** DATA SHOWN follows **

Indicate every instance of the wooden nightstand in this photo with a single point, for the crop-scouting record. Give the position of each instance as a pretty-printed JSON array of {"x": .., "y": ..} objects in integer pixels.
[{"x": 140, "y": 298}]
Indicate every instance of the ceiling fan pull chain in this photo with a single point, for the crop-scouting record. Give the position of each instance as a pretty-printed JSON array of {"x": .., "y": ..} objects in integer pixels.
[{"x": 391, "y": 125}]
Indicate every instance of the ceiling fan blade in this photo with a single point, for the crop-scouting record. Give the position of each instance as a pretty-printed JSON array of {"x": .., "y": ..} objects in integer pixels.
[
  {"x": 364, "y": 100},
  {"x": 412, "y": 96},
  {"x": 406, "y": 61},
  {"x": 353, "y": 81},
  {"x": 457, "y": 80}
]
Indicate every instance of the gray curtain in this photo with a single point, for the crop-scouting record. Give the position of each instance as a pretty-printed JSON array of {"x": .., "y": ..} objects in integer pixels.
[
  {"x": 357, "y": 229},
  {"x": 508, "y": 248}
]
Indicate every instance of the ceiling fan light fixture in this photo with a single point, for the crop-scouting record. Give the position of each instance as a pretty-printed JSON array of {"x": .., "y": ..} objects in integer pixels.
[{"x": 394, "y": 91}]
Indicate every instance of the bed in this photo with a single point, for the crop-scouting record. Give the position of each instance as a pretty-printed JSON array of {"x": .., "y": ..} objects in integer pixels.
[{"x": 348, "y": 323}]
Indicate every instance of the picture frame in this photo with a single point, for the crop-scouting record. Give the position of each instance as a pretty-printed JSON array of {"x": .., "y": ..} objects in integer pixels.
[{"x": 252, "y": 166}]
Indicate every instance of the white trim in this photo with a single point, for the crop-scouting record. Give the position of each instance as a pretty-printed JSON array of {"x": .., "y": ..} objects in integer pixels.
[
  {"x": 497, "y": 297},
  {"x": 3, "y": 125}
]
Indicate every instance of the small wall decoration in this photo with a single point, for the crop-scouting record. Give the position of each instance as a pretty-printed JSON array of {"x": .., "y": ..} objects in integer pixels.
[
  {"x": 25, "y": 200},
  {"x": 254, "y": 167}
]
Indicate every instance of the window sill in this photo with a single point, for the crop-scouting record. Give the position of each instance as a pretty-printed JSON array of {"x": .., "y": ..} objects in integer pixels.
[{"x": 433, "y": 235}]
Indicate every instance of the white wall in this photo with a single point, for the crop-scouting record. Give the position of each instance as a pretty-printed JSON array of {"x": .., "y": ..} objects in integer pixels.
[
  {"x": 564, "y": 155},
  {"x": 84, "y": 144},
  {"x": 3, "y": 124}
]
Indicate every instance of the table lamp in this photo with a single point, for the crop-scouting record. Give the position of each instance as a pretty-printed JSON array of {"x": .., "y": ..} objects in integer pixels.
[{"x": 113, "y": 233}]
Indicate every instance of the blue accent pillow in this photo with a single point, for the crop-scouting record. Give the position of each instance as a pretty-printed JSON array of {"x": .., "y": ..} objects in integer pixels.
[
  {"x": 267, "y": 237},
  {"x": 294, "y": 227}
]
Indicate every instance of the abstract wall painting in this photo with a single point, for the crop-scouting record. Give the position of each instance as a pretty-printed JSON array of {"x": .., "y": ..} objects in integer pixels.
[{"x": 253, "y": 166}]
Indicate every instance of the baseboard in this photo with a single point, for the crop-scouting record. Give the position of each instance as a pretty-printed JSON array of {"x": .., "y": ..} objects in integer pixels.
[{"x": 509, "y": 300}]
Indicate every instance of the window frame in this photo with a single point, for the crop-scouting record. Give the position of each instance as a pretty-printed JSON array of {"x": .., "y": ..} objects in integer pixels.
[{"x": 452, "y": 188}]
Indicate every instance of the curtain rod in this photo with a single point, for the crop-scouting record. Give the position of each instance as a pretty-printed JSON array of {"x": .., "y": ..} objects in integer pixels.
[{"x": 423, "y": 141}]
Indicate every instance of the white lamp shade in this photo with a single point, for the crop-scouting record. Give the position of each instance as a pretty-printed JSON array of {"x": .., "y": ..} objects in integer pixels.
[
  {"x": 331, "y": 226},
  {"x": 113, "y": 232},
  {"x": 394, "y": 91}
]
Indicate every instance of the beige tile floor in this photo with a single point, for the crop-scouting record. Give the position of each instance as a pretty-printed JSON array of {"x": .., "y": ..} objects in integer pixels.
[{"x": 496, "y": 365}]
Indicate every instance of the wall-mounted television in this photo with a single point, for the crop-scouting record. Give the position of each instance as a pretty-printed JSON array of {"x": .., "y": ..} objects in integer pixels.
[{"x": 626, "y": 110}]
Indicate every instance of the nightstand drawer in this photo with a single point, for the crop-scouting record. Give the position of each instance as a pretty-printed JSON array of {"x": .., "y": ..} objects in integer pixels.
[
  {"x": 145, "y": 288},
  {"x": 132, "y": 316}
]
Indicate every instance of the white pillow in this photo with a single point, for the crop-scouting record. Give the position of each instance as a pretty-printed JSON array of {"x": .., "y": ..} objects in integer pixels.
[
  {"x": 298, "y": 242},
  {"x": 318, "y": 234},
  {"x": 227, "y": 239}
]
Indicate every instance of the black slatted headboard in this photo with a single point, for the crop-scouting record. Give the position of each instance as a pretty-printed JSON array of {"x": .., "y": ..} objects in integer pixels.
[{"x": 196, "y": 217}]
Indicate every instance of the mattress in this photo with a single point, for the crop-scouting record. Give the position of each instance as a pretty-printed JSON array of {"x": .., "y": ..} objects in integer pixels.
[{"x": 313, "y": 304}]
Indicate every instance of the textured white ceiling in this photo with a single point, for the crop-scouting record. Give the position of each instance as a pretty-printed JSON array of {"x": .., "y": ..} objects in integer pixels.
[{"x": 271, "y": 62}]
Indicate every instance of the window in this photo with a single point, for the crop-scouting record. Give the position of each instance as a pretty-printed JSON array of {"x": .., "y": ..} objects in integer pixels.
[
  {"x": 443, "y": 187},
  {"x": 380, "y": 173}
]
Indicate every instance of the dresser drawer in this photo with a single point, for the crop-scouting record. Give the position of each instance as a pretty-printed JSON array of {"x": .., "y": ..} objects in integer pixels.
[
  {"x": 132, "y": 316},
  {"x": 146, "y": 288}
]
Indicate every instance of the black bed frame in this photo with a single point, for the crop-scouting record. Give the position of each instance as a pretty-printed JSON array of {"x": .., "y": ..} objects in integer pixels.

** End of DATA SHOWN **

AIM OF THE TASK: What is needed is an exact transcription of all the data.

FINISHED TASK:
Indicate every instance of the wooden nightstand in this photo with a single point, for the crop-scouting record. Give the position of each instance as a pretty-printed JSON array of {"x": .., "y": ..} objects in integer pixels.
[{"x": 140, "y": 298}]
Indicate every instance of the ceiling fan pull chain in this photo with a single point, for the crop-scouting record. Give the position of each instance as a pretty-printed JSON array of {"x": .., "y": ..} objects in integer pixels.
[{"x": 391, "y": 125}]
Indicate every instance of the ceiling fan blade in this photo with a single point, for the crop-scouting record. Give the position of each instance as a pretty-printed JSON array of {"x": .., "y": ..} objects in integer pixels.
[
  {"x": 364, "y": 100},
  {"x": 412, "y": 96},
  {"x": 406, "y": 61},
  {"x": 353, "y": 81},
  {"x": 457, "y": 80}
]
Indicate every instance of the gray curtain in this photo with a single point, for the crop-scouting record. Give the position of each instance as a pretty-printed JSON array of {"x": .., "y": ..} objects in integer pixels.
[
  {"x": 357, "y": 229},
  {"x": 508, "y": 248}
]
Indicate every instance of the ceiling fan light fixture in this photo with a single point, for the crop-scouting record. Give the position of each instance as a pretty-printed JSON array of {"x": .., "y": ..} objects in integer pixels.
[{"x": 394, "y": 91}]
Indicate every instance of the bed in this photo with a single point, for the crop-scouting record. Give the position of each instance as a pretty-printed JSON array of {"x": .., "y": ..} objects in integer pixels.
[{"x": 348, "y": 323}]
Indicate every instance of the picture frame in this photo with a single point, for the crop-scouting record. Give the position of each instance as a pretty-printed JSON array of {"x": .., "y": ..} objects in integer pixels.
[{"x": 252, "y": 166}]
Indicate every instance of the white trim in this photo with a single point, for the crop-scouting record. Give the position of each instance as a pretty-printed JSON array of {"x": .., "y": ..} objects in integer pixels.
[
  {"x": 497, "y": 297},
  {"x": 3, "y": 125}
]
Indicate every instance of the small wall decoration in this photo with a single point, for the crop-scouting record. Give the position of each instance as a pretty-printed JSON array of {"x": .., "y": ..} objects in integer pixels.
[
  {"x": 25, "y": 200},
  {"x": 254, "y": 167}
]
Indicate every instance of the window sill in this photo with a single point, for the crop-scouting record. Give the position of each instance as a pretty-printed JSON array of {"x": .., "y": ..} objects in integer pixels.
[{"x": 433, "y": 235}]
Indicate every instance of the white wall in this photo with a single point, for the crop-scouting record. Give the position of each instance as a pretty-printed JSON array of {"x": .., "y": ..} objects in integer pixels.
[
  {"x": 564, "y": 155},
  {"x": 84, "y": 144},
  {"x": 3, "y": 124}
]
Indicate every instance of the table lamp in this photo with a single point, for the crop-scouting record. Give the position of each instance as a pretty-printed JSON array of {"x": .., "y": ..} objects in integer pixels.
[{"x": 113, "y": 233}]
Indicate every instance of the blue accent pillow in this photo with a single point, for the crop-scouting record. Give the position of each instance as a pretty-printed JSON array of {"x": .., "y": ..} objects in integer pixels.
[
  {"x": 267, "y": 237},
  {"x": 294, "y": 227}
]
Indicate every instance of the abstract wall painting in this photo with a single point, for the crop-scouting record. Give the position of each instance as a pretty-printed JSON array of {"x": .., "y": ..} objects in integer pixels.
[{"x": 253, "y": 166}]
Indicate every instance of the baseboard in this photo with a single point, for the crop-scouting record. Give the position of each instance as a pretty-printed JSON array of {"x": .., "y": ..} objects in integer pixels.
[{"x": 509, "y": 300}]
Indicate every instance of the window frame in this photo with a single point, for the crop-scouting record. Give the position of each instance as a pretty-printed JSON array of {"x": .., "y": ..} objects in integer pixels.
[{"x": 452, "y": 188}]
Indicate every instance of the curtain rod in this photo with a single point, for the crop-scouting record. Give the position of each instance as a pretty-printed JSON array of {"x": .., "y": ..} objects in integer pixels.
[{"x": 423, "y": 141}]
Indicate every instance of the white lamp shade in this photo with a single point, for the crop-scouting record. Give the position of each instance as a pretty-printed JSON array of {"x": .., "y": ..} objects in integer pixels.
[
  {"x": 331, "y": 226},
  {"x": 113, "y": 232},
  {"x": 394, "y": 91}
]
Indicate every instance of the beige tile floor in this photo with a single point, for the crop-scouting record. Give the position of each instance as a pretty-printed JSON array of {"x": .., "y": ..} objects in integer pixels.
[{"x": 496, "y": 365}]
Indicate every instance of the wall-mounted television in this photo with a single point, for the crop-scouting record. Give the position of each instance as a pretty-printed JSON array of {"x": .., "y": ..} objects in integer pixels.
[{"x": 626, "y": 110}]
Indicate every instance of the nightstand drawer in this photo with a single point, for the crop-scouting record. Give the position of each instance as a pretty-printed JSON array of {"x": .., "y": ..} objects in integer pixels.
[
  {"x": 145, "y": 288},
  {"x": 132, "y": 316}
]
Indicate every instance of the white pillow in this photo with a single point, for the crop-scouting record. Give the position of each instance as a pretty-printed JSON array of {"x": .., "y": ..} objects in integer pixels.
[
  {"x": 298, "y": 242},
  {"x": 318, "y": 234},
  {"x": 227, "y": 239}
]
Indicate every instance of the black slatted headboard in this photo with a single point, for the crop-scouting record. Give the position of each instance as a pretty-printed JSON array of {"x": .., "y": ..} objects in integer pixels.
[{"x": 196, "y": 217}]
Indicate every instance of the mattress in this photo with a single point, for the crop-scouting record. Give the position of each instance as a pretty-printed JSON array of {"x": .., "y": ..} objects in integer pixels.
[{"x": 313, "y": 304}]
Indicate every instance of the textured white ceiling in this photo with a single point, for the crop-scouting record. Give the position of each instance as a pretty-printed JSON array of {"x": .., "y": ..} objects in integer pixels.
[{"x": 271, "y": 62}]
Indicate every instance of the window in this photo with a single point, for the crop-scouting record. Give the position of each instance as a pretty-printed JSON array of {"x": .., "y": ..} objects in integer pixels.
[
  {"x": 443, "y": 187},
  {"x": 380, "y": 173}
]
Indicate every instance of the dresser drawer in this photo with a single point, for the crop-scouting record. Give the position of each instance as a pretty-printed JSON array of {"x": .., "y": ..} objects in integer pixels.
[
  {"x": 132, "y": 316},
  {"x": 146, "y": 288}
]
Indicate every instance of the black bed frame in this photo with a single point, for the crop-scouting record. Give the position of each instance as a pretty-printed JSON array of {"x": .., "y": ..} objects in integer pixels.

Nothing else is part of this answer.